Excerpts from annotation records
++++++++++

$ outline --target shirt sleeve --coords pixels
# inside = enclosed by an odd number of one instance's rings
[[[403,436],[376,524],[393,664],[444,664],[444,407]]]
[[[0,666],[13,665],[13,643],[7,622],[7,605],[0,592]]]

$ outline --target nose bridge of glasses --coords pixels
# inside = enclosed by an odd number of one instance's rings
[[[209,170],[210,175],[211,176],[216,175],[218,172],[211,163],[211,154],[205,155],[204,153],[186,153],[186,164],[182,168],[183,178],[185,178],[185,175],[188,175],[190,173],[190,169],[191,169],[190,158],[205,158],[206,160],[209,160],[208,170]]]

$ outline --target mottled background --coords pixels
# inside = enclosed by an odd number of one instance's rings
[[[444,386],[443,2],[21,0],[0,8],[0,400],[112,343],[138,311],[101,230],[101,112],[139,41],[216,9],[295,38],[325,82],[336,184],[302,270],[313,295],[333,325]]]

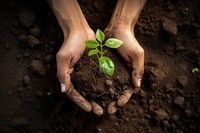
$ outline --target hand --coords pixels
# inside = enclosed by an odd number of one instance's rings
[[[70,80],[70,74],[74,70],[74,65],[85,51],[85,41],[95,39],[94,32],[90,30],[77,30],[69,32],[64,38],[64,42],[56,55],[57,60],[57,77],[61,83],[61,91],[74,101],[83,110],[91,110],[97,114],[103,114],[103,109],[94,102],[88,102],[74,88]]]
[[[132,67],[132,82],[135,88],[139,88],[144,73],[144,49],[136,40],[133,31],[126,28],[116,28],[112,30],[108,27],[105,30],[105,34],[107,37],[115,37],[123,41],[122,46],[120,46],[117,51],[125,59],[127,65]],[[132,94],[133,88],[125,90],[117,102],[109,106],[111,109],[108,110],[116,110],[117,106],[124,106],[129,101]],[[111,112],[115,113],[114,111]]]

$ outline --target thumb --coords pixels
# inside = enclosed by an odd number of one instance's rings
[[[61,86],[61,92],[67,93],[69,91],[69,88],[71,86],[71,79],[69,74],[65,74],[64,76],[61,76],[61,78],[58,78],[60,81]]]
[[[132,72],[132,82],[135,87],[141,87],[141,80],[142,80],[143,70],[133,70]]]
[[[68,92],[71,79],[70,79],[70,59],[67,58],[69,56],[63,54],[57,54],[57,77],[61,85],[61,92],[66,93]]]

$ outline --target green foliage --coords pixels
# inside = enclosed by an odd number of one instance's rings
[[[103,47],[106,46],[108,48],[118,48],[123,42],[116,38],[109,38],[105,43],[103,43],[104,40],[104,33],[98,29],[96,31],[96,40],[87,40],[85,43],[88,48],[91,48],[91,50],[88,52],[88,56],[97,55],[99,66],[102,71],[107,75],[112,76],[115,71],[115,66],[113,61],[104,55],[106,50],[104,50]]]

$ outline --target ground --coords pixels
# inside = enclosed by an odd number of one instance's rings
[[[93,30],[114,0],[79,0]],[[142,90],[115,115],[96,116],[59,92],[61,29],[46,1],[0,2],[1,133],[200,132],[200,2],[149,0],[135,33],[145,49]],[[123,74],[123,73],[122,73]]]

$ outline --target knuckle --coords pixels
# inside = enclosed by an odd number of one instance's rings
[[[67,59],[69,57],[68,53],[67,52],[62,52],[62,51],[59,51],[57,52],[56,54],[56,59],[59,60],[59,59]]]

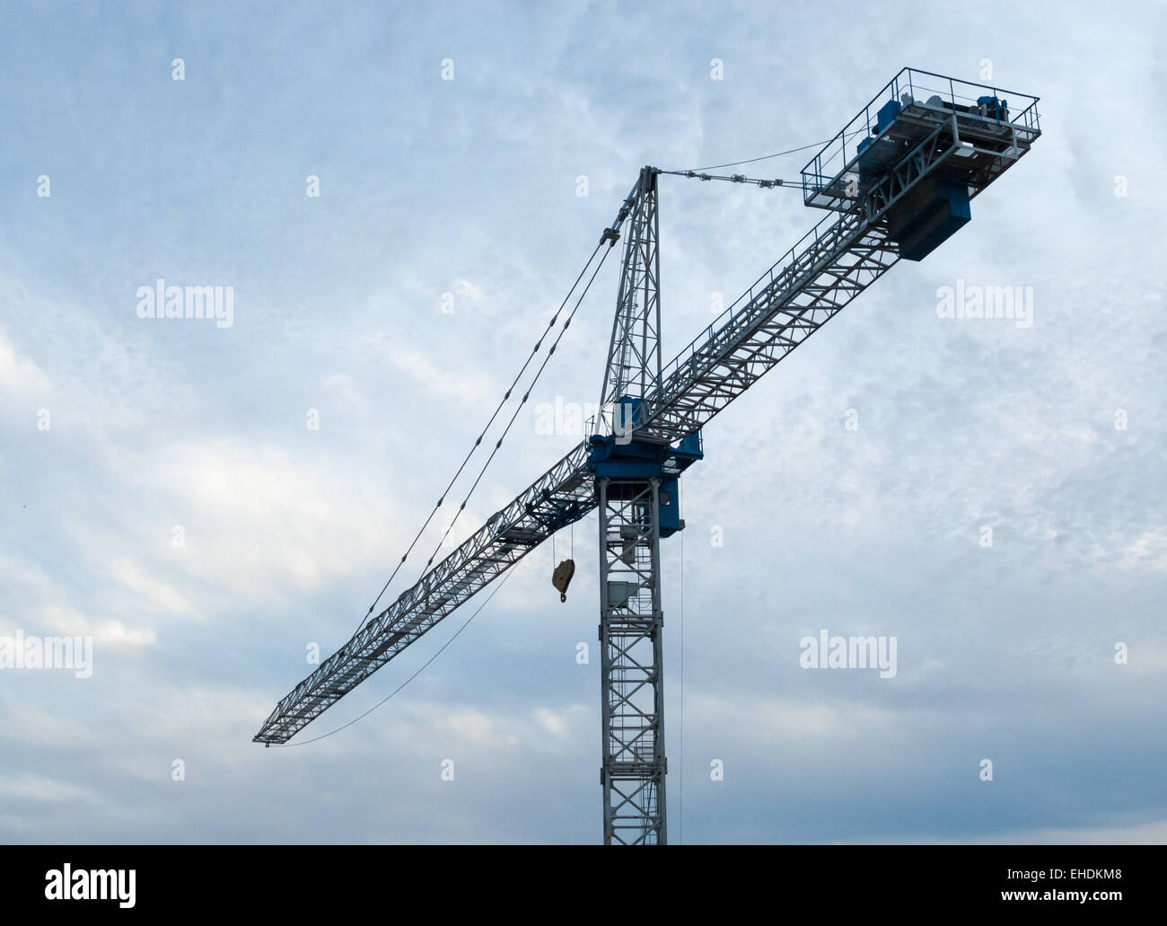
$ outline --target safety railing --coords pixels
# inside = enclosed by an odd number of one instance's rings
[[[1002,105],[1000,109],[990,107],[983,113],[978,105],[981,97],[995,97]],[[829,190],[839,183],[859,155],[860,142],[879,133],[879,112],[888,103],[899,103],[901,107],[920,104],[984,119],[986,123],[1006,123],[1040,131],[1037,99],[1028,93],[1004,90],[992,84],[957,81],[931,71],[904,68],[802,169],[803,202],[806,206],[847,208],[840,202],[840,197]],[[886,128],[886,125],[882,127]]]

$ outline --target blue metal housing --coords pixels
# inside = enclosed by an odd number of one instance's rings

++++++++++

**Direction**
Could you copy out every one of the entries above word for word, leaving the pictures out?

**Solution to this problem**
$ outline --target shirt sleeve --coords pixels
# inside = enclosed by an odd number of one instance's rings
[[[403,436],[376,524],[393,664],[444,664],[444,407]]]
[[[0,666],[13,665],[13,643],[7,622],[7,605],[0,592]]]

$ outline --target nose bridge of glasses --coords pixels
# inside = enclosed by an odd number of one instance's rings
[[[209,170],[210,175],[211,176],[216,175],[218,172],[211,163],[211,154],[205,155],[204,153],[186,153],[186,164],[182,168],[183,178],[185,178],[185,175],[188,175],[190,173],[190,169],[191,169],[190,158],[205,158],[206,160],[209,160],[208,170]]]

$ outline --target mottled background --coords pixels
# inside = enclosed by an odd number of one instance's rings
[[[444,386],[443,2],[21,0],[0,8],[0,400],[112,343],[138,311],[101,230],[101,112],[139,41],[216,9],[295,38],[325,82],[336,184],[302,270],[313,295],[333,325]]]

$ outline --target hand --coords pixels
# inside = enclosed by an odd number of one instance's rings
[[[70,80],[70,74],[74,70],[74,65],[85,51],[85,41],[95,39],[94,32],[90,30],[77,30],[69,32],[64,38],[64,42],[56,55],[57,60],[57,77],[61,83],[61,91],[74,101],[83,110],[91,110],[97,114],[103,114],[103,109],[94,102],[88,102],[74,88]]]
[[[132,67],[132,82],[135,88],[139,88],[144,73],[144,49],[136,40],[133,31],[126,28],[116,28],[112,30],[108,27],[105,30],[105,34],[107,37],[115,37],[123,41],[122,46],[120,46],[117,51],[125,59],[127,65]],[[132,94],[133,88],[125,90],[117,102],[109,106],[111,109],[108,110],[116,110],[117,106],[124,106],[129,101]],[[111,112],[115,113],[114,111]]]

$ outline --target thumb --coords pixels
# inside = enclosed by an odd number of one instance's rings
[[[61,86],[61,92],[67,93],[69,91],[69,88],[71,86],[71,79],[69,74],[65,74],[64,76],[61,76],[61,78],[58,78],[60,81]]]
[[[132,72],[132,82],[135,87],[141,87],[141,80],[142,80],[143,70],[133,70]]]
[[[68,92],[71,79],[70,79],[70,59],[67,58],[69,56],[63,54],[57,54],[57,77],[61,85],[61,92],[66,93]]]

$ outline --target green foliage --coords pixels
# inside = enclosed by an odd number of one instance's rings
[[[103,47],[106,46],[108,48],[118,48],[123,42],[116,38],[109,38],[105,43],[103,43],[104,40],[104,33],[98,29],[96,31],[96,40],[87,40],[85,43],[88,48],[91,48],[91,50],[88,52],[88,56],[97,55],[99,66],[102,71],[107,75],[112,76],[115,71],[115,66],[113,61],[104,55],[106,50],[104,50]]]

$ outline --target ground --coords pixels
# inside = enclosed by an odd number of one instance's rings
[[[93,30],[114,0],[79,0]],[[142,90],[115,115],[96,116],[59,92],[61,29],[46,1],[0,2],[1,133],[200,132],[200,2],[149,0],[135,33],[145,49]],[[123,74],[123,73],[122,73]]]

$ outline --target knuckle --coords pixels
# inside = enclosed by an odd number of one instance's rings
[[[67,59],[69,57],[68,53],[67,52],[62,52],[62,51],[59,51],[57,52],[56,54],[56,59],[59,60],[59,59]]]

$ outline --target safety railing --coords pixels
# inside = enclosed by an odd number of one instance's rings
[[[1002,105],[1000,109],[990,107],[983,113],[978,105],[981,97],[995,97]],[[829,190],[839,183],[859,155],[860,142],[879,133],[879,112],[888,103],[899,103],[901,107],[920,104],[984,119],[986,123],[1006,123],[1040,131],[1037,99],[1028,93],[1004,90],[992,84],[957,81],[931,71],[904,68],[802,169],[803,202],[806,206],[847,208],[840,202],[840,197]],[[886,128],[886,125],[882,127]]]

$ outline --target blue metal housing --coords pixels
# inside = enclosed by an odd number of one instance's rings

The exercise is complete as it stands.